- **RECORDS PROVIDED**
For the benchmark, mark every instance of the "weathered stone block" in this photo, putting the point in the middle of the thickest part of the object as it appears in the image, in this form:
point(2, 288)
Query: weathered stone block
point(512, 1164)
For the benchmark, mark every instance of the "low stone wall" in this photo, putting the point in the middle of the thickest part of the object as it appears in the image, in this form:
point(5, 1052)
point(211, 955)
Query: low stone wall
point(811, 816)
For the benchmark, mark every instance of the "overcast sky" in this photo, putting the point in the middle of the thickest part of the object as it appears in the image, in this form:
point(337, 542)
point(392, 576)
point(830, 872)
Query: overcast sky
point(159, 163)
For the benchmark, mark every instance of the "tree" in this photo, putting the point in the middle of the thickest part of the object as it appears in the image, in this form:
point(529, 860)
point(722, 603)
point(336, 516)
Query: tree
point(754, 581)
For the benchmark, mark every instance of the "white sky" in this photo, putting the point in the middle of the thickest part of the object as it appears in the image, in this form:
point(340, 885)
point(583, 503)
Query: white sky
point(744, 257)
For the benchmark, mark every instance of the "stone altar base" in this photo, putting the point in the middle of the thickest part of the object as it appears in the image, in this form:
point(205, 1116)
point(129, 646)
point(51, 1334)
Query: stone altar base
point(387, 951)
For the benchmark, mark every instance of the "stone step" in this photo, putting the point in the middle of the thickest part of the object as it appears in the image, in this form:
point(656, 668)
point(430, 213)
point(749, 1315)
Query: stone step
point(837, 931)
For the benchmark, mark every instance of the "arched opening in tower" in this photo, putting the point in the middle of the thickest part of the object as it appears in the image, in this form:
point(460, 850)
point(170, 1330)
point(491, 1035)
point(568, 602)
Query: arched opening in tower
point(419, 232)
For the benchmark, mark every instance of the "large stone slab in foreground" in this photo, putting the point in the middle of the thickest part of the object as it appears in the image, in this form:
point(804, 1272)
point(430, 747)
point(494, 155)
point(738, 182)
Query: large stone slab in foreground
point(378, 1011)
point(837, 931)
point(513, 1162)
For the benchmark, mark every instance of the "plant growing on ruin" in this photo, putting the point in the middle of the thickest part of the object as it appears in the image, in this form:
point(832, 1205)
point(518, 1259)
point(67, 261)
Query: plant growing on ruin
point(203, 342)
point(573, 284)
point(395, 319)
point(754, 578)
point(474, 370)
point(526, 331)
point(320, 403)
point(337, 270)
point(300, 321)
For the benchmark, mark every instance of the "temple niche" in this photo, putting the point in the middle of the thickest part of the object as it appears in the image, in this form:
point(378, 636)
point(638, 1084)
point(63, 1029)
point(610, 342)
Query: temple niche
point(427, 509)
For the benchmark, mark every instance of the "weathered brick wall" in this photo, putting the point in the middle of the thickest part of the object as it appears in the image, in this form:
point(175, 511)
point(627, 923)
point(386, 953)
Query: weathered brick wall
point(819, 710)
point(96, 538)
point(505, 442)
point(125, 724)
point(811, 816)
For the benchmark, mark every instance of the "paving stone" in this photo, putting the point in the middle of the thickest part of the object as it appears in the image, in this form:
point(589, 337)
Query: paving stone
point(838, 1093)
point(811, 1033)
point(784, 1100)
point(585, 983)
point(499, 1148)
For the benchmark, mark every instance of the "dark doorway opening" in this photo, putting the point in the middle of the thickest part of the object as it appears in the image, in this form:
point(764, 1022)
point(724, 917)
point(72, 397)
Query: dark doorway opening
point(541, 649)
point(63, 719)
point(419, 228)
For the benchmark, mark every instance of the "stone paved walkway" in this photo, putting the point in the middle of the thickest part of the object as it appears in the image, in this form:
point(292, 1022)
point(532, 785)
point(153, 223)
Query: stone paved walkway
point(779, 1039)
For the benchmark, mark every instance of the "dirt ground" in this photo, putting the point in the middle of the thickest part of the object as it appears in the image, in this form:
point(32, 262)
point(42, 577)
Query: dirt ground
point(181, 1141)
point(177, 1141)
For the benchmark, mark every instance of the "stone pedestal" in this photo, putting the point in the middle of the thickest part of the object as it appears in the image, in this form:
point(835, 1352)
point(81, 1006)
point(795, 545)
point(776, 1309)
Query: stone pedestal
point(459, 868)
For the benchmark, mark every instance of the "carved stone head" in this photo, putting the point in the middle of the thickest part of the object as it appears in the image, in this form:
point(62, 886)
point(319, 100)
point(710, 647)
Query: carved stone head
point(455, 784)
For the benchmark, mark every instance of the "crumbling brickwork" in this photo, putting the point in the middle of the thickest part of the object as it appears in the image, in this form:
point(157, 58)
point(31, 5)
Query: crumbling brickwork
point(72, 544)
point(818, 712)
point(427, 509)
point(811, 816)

- **TASK DIRECTIONS**
Could you convert all of the rows above into a numbered list, leaving out any blank lines?

- **CORRECT OUTPUT**
1. For the benchmark, mark every instance of the "weathered stone block" in this photo, putting the point in the middle of the thickest part of the object as it appears in the image, in this form:
2. point(2, 288)
3. Query: weathered stone block
4. point(512, 1164)
5. For the benchmark, mark every instance of the "low stone wall" in this photo, putting the point in the middle of the thickest part of the object as it appears in the image, in this form:
6. point(5, 1052)
7. point(211, 955)
8. Query: low stone wall
9. point(811, 816)
10. For the benchmark, mark every instance of the "overcast sky" in this photo, putting the point in the middle of the thickest part of the object as it appears in the image, in this form:
11. point(337, 542)
12. point(392, 576)
13. point(830, 872)
14. Query: overcast sky
15. point(159, 163)
16. For the benchmark, mark every instance of the "tree" in this photo, putting the point in the middle of the thickest part of the object as it appears in the image, in this form:
17. point(529, 860)
18. point(722, 603)
19. point(336, 516)
20. Query: tree
21. point(754, 581)
22. For the benchmark, mark every instance of the "white sky" in this photo, putting the point in the middle of the thickest part of the object as it appears in the image, in this form:
23. point(340, 885)
24. point(583, 503)
25. Query: white sky
26. point(744, 257)
27. For the benchmark, mark every instance of the "stone altar base" in this photo, putting the point in the middle of the thickest part of the object as it appears in the image, in this form:
28. point(205, 1116)
29. point(129, 646)
30. point(51, 1334)
31. Query: stone altar base
32. point(387, 951)
33. For the benchmark, mark every instance of the "stone step" in this photo, putting the point in the middle of the thickest part of the object as it appears in the image, in this form:
34. point(656, 668)
35. point(430, 213)
36. point(749, 1315)
37. Query: stone step
38. point(837, 931)
39. For the benchmark, mark every instance of the "arched opening in tower" in this photo, putting the point in the middle of the thickest part of the object as it appears in the image, in this form:
40. point(460, 850)
41. point(170, 1330)
42. point(491, 1035)
43. point(568, 602)
44. Query: arched opening in tower
45. point(419, 232)
46. For the benchmark, mark every instance of the "large stone slab in foreground" in this photo, putting the point in the middle of the thickest part of the object as it appears in the image, in this form:
47. point(804, 1272)
48. point(430, 747)
49. point(494, 155)
50. point(738, 182)
51. Query: large stone slab in foreground
52. point(378, 1011)
53. point(837, 931)
54. point(513, 1162)
55. For the benchmark, mark every instance of the "plant growing on ruin" in this photo, putting the point in the middle of the thickest part of the object as it appears in the image, in this form:
56. point(832, 1205)
57. point(518, 1259)
58. point(67, 261)
59. Query: plant growing on ruin
60. point(203, 342)
61. point(573, 284)
62. point(395, 319)
63. point(754, 578)
64. point(474, 370)
65. point(526, 331)
66. point(320, 403)
67. point(337, 270)
68. point(300, 321)
69. For the benchmark, mark every instance of the "temple niche" in this photo, putting the point in the middle of the thickest part of the object as it appears in the image, in this form:
70. point(378, 636)
71. point(638, 1084)
72. point(63, 1029)
73. point(610, 342)
74. Query: temple niche
75. point(427, 509)
76. For the benchmark, mark every instance of the "weathered brick wall" in this photo, putting the point in the middle of the thickest part of the object as it appears in the image, in this form:
77. point(175, 511)
78. point(627, 923)
79. point(386, 953)
80. Query: weathered brick wall
81. point(819, 710)
82. point(96, 538)
83. point(505, 442)
84. point(125, 724)
85. point(811, 816)
86. For the benchmark, mark every instance of the "paving stone" in this photo, putting the point in the middle of the thickest part of the object as it appears in the image, in this form:
87. point(589, 337)
88. Query: paving stone
89. point(838, 1093)
90. point(811, 1033)
91. point(784, 1100)
92. point(585, 983)
93. point(499, 1148)
94. For the benchmark, mark every instance of the "dark doorway opening" in this photo, putting the point in the middle of the thickest part of the object as it appears in the image, in this form:
95. point(764, 1022)
96. point(724, 917)
97. point(72, 397)
98. Query: dark doorway opening
99. point(541, 649)
100. point(63, 719)
101. point(419, 228)
102. For the benchmark, mark every instance of the "stone paved walkway" in this photo, putting the point in the middle of the thickest part of the object as it appears in the image, in this form:
103. point(292, 1022)
104. point(532, 785)
105. point(153, 223)
106. Query: stone paved walkway
107. point(779, 1039)
108. For the benchmark, mark every instance of the "dirt ground" in this photo, putting the point in the middle of the thickest part of the object as it appears in the image, in this form:
109. point(32, 262)
110. point(42, 577)
111. Query: dirt ground
112. point(181, 1141)
113. point(177, 1141)
114. For the benchmark, mark every instance of the "stone pedestal" in this photo, putting the point in the middle of the thickest part of the object as it appears in the image, in this form:
115. point(835, 1352)
116. point(81, 1006)
117. point(795, 545)
118. point(776, 1309)
119. Query: stone pedestal
120. point(459, 868)
121. For the benchmark, mark every instance of the "carved stone head" in this photo, putting the point in the middle of the thickest part of the object as it appears in the image, in this form:
122. point(62, 886)
123. point(319, 100)
124. point(710, 647)
125. Query: carved stone head
126. point(455, 784)
127. For the benchmark, mark every instance of the "crumbling brickwork" in this photo, putting the point in the middle of the thickest part of the object as it appears in the image, in this form:
128. point(157, 58)
129. point(31, 5)
130. Query: crumbling brickwork
131. point(72, 544)
132. point(818, 712)
133. point(427, 509)
134. point(811, 816)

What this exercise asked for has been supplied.